Rewrite every line of the rows below as one numbered list, and leave out any blank lines.
◇ ◇ ◇ ◇
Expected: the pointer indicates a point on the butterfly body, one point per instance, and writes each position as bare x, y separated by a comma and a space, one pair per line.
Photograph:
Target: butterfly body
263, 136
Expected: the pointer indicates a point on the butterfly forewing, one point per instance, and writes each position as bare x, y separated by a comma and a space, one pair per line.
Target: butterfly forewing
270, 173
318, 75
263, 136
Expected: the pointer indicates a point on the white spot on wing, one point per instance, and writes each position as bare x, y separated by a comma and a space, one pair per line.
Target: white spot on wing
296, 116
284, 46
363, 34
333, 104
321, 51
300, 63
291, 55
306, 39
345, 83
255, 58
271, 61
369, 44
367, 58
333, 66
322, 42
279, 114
◇ ◇ ◇ ◇
▶ [EXERCISE ANSWER]:
1. Expected: the pointer indicates a point on the butterfly body, one point per instance, and writes each position as bare x, y separated by a comma and a space, one pair per line.
2. Photograph:
3. Target: butterfly body
4. 263, 136
5. Expected: the pointer indicates a point on the butterfly forewing, one point per instance, and writes each position as bare x, y separated by a comma and a space, one pair per line.
6. Target: butterfly forewing
7. 270, 173
8. 318, 75
9. 263, 136
10. Expected: the pointer indicates a point on the white spot on wing, one point per instance, and writes each position as bare x, y separated by a comma and a space, one pair per line.
11. Target: white spot on wing
12. 296, 116
13. 284, 46
14. 363, 34
15. 333, 104
16. 321, 51
17. 300, 63
18. 291, 55
19. 306, 39
20. 345, 83
21. 255, 58
22. 271, 61
23. 369, 44
24. 367, 58
25. 333, 66
26. 322, 42
27. 279, 114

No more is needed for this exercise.